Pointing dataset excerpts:
---+---
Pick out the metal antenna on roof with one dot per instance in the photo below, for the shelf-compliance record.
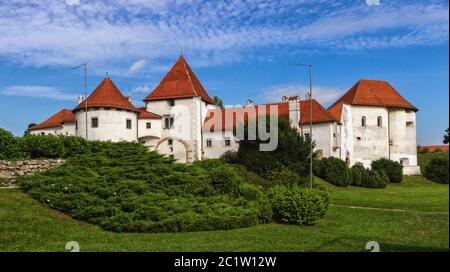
(84, 65)
(310, 120)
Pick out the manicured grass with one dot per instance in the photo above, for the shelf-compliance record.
(424, 159)
(26, 225)
(414, 193)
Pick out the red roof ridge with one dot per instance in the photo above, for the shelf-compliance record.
(106, 94)
(58, 119)
(369, 92)
(179, 82)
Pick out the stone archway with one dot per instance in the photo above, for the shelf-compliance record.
(177, 148)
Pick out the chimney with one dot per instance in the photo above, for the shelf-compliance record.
(294, 111)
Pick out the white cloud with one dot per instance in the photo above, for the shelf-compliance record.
(324, 94)
(109, 34)
(39, 92)
(137, 66)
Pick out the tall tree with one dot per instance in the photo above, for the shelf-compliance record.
(446, 137)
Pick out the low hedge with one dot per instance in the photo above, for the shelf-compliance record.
(298, 205)
(393, 169)
(333, 170)
(123, 187)
(437, 170)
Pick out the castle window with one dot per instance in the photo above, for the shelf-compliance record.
(168, 121)
(94, 122)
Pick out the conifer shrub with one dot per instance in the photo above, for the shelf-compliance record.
(437, 170)
(123, 187)
(393, 169)
(333, 170)
(298, 205)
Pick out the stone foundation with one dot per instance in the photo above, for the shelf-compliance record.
(10, 170)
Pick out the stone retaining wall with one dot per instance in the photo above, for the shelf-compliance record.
(10, 170)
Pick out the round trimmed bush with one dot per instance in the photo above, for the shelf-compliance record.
(437, 170)
(358, 174)
(298, 205)
(393, 170)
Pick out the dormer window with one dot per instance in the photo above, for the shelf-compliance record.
(168, 121)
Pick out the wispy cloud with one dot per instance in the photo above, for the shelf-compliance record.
(106, 33)
(324, 94)
(137, 66)
(34, 91)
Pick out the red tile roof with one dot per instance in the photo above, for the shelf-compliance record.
(144, 114)
(228, 115)
(179, 82)
(371, 93)
(57, 120)
(107, 95)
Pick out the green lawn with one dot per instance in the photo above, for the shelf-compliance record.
(26, 225)
(424, 159)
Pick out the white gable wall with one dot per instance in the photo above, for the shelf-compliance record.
(67, 129)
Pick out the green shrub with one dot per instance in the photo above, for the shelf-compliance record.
(8, 146)
(374, 179)
(42, 146)
(229, 156)
(292, 151)
(393, 170)
(298, 205)
(281, 175)
(123, 187)
(225, 179)
(358, 174)
(333, 170)
(74, 145)
(437, 170)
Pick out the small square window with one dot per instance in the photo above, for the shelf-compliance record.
(94, 122)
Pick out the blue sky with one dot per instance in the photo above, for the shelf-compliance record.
(238, 49)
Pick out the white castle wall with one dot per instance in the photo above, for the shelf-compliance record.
(67, 129)
(111, 125)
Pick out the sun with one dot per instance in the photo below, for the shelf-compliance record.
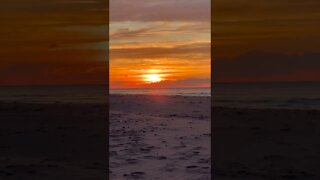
(152, 78)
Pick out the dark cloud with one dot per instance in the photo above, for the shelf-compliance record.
(164, 10)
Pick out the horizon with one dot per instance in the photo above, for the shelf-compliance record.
(153, 49)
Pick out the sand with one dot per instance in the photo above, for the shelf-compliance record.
(156, 137)
(266, 144)
(159, 137)
(53, 141)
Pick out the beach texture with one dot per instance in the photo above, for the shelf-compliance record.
(160, 137)
(266, 144)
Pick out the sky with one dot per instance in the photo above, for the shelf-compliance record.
(160, 44)
(266, 40)
(60, 42)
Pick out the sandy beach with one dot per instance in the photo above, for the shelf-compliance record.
(266, 144)
(159, 137)
(53, 141)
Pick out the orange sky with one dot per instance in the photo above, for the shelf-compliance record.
(161, 44)
(53, 42)
(269, 40)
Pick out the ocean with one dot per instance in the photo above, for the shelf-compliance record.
(266, 95)
(171, 91)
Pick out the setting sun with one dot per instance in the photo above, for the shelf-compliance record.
(152, 78)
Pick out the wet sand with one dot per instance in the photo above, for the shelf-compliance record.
(159, 137)
(266, 144)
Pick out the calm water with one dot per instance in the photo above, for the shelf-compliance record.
(272, 95)
(181, 92)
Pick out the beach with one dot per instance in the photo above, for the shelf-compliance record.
(50, 141)
(156, 137)
(159, 137)
(265, 143)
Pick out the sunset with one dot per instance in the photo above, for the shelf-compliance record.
(176, 48)
(160, 80)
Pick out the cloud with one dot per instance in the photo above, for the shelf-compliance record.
(155, 10)
(190, 51)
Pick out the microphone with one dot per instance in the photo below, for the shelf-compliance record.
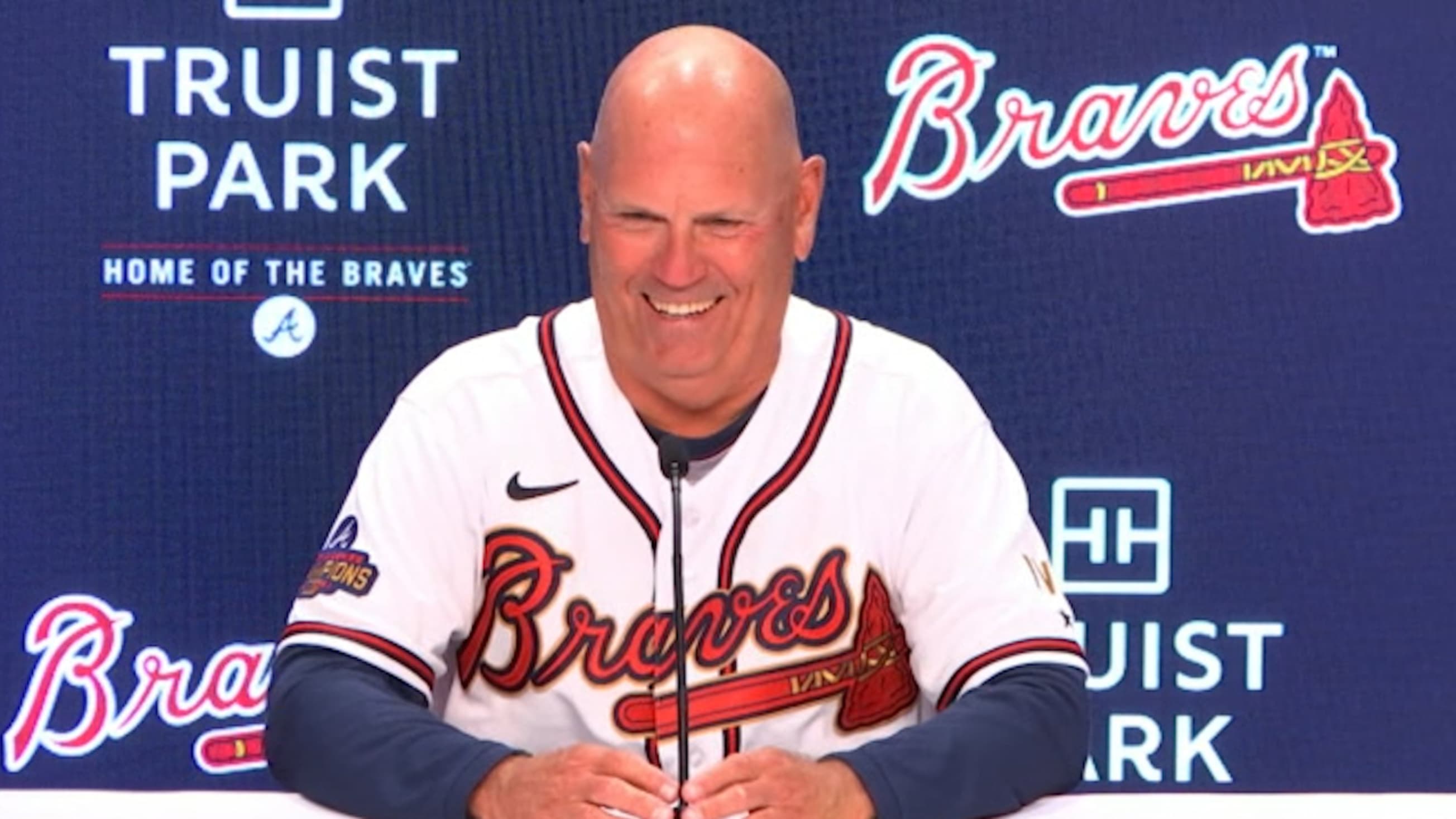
(672, 457)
---+---
The task:
Output only the lines from the line that contains "Pick out the setting" through the end of the material, both ends included, and skip every picture.

Exercise solution:
Pick out the setting sun with one dot per instance in the photo above, for the shelf-compliance record.
(152, 78)
Pick out the wet sand with one dot per instance in the photo above, for the shelf-compliance record.
(159, 137)
(266, 144)
Pick out the calm water with one dot per instance in the photo above, for the shelf-compliance record.
(272, 95)
(181, 92)
Pick out the beach with one dot per instance in the photo above, for the shelf-compliance record.
(50, 141)
(156, 137)
(159, 137)
(265, 143)
Pick out the sunset with one dot per instance in the photo above, for the shelf-compliance record.
(176, 48)
(160, 80)
Pick out the cloud with one dot per instance in the photo above, for the shelf-compliance record.
(155, 10)
(190, 51)
Pick out the microphone with one dot per instance in the photo below, for the shelf-compliance record.
(672, 457)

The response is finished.